> **PASSAGE SHOWN**

━━━━━━━━━━━━━━━━━━━━

Passaic City Council voted Aug. 5 to set for second and final reading a proposed amendment to Chapter 2-31 that would reduce the city's allowable annual rent increase from 6% to 3% and address vacancy decontrol, after an extended public hearing that drew dozens of speakers.
The measure, listed as item 44 on the agenda, was put on the Sept. 2 meeting calendar by unanimous roll call after council members said the city and organizers had reached an understanding about details to finalize in the coming days. "What you're going to hear is going to be to set the ordinance down for second and final reading at our meeting of September 2," Council President Schaer said before the roll call.
Tenant advocates, community groups and individual residents told the council that the proposed 3% cap would limit rapid, compounding rent increases that they say are displacing families. "A 3% cap gives people a fighting chance," a representative of Lasos America Unida said, urging the council to "vote yes for decency, justice in a city that values its people." Mitchell Khan of the New Jersey Tenants Organization, who said he helped establish many rent-control laws in the state, called the amendment "long overdue." Antonio Hernandez of Make the Road New Jersey said his family pays about $2,000 a month and asked the council to ensure tenants "live with dignity and respect."

━━━━━━━━━━━━━━━━━━━━

> **SUPPLIED DATA**
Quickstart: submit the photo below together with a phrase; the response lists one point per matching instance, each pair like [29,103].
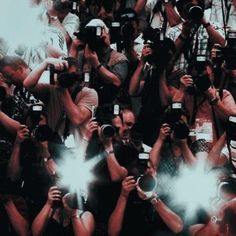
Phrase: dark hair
[181,3]
[13,61]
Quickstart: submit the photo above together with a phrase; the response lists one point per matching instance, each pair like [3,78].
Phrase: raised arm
[116,219]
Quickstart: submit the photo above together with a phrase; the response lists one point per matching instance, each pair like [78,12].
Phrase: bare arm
[9,123]
[155,153]
[19,223]
[116,219]
[41,220]
[14,168]
[214,157]
[117,172]
[171,219]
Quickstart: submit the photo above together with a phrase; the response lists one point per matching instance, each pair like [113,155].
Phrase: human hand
[54,194]
[128,184]
[69,211]
[58,63]
[185,82]
[147,51]
[91,57]
[165,131]
[22,134]
[90,127]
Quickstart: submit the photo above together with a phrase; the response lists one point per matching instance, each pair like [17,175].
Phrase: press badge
[204,130]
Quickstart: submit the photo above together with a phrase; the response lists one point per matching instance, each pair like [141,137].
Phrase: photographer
[221,219]
[162,14]
[108,67]
[207,110]
[66,97]
[58,15]
[136,213]
[192,35]
[148,81]
[49,221]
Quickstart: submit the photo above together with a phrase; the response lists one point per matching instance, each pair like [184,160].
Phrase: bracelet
[46,159]
[214,100]
[206,25]
[99,66]
[181,37]
[108,152]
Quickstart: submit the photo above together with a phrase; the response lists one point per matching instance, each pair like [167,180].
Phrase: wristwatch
[215,220]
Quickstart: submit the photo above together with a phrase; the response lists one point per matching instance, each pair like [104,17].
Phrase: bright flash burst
[76,174]
[195,188]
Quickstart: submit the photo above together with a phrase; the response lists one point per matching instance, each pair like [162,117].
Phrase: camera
[172,116]
[92,36]
[3,94]
[162,47]
[103,115]
[227,53]
[230,50]
[193,11]
[40,132]
[231,128]
[200,78]
[64,78]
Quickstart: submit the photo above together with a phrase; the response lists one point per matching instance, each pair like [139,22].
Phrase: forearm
[135,79]
[116,219]
[116,171]
[73,112]
[172,220]
[214,155]
[13,167]
[108,76]
[187,154]
[32,79]
[79,224]
[164,91]
[155,153]
[9,123]
[18,222]
[215,36]
[40,222]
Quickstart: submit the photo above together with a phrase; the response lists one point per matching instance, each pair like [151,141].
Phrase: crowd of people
[139,88]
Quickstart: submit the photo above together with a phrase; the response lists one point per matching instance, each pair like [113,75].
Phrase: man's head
[128,19]
[123,123]
[14,69]
[191,9]
[101,31]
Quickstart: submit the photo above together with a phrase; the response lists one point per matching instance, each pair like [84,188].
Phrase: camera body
[193,11]
[103,115]
[40,132]
[172,117]
[200,78]
[92,36]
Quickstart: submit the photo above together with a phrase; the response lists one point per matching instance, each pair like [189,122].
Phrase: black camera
[3,94]
[64,78]
[231,128]
[162,47]
[40,132]
[193,11]
[92,36]
[103,115]
[227,53]
[200,79]
[230,50]
[172,117]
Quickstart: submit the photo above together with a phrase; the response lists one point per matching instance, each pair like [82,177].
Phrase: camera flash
[116,110]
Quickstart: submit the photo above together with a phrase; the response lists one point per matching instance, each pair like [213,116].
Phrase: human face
[15,75]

━━━━━━━━━━━━━━━━━━━━

> **TASKS TO CARRY OUT**
1. In the Passaic rent-control article, what agenda item number was the proposed amendment listed as?
2. From the Passaic rent-control article, write out everything from "Passaic City Council" down to "dozens of speakers.".

> **THE SOLUTIONS**
1. Item 44.

2.
Passaic City Council voted Aug. 5 to set for second and final reading a proposed amendment to Chapter 2-31 that would reduce the city's allowable annual rent increase from 6% to 3% and address vacancy decontrol, after an extended public hearing that drew dozens of speakers.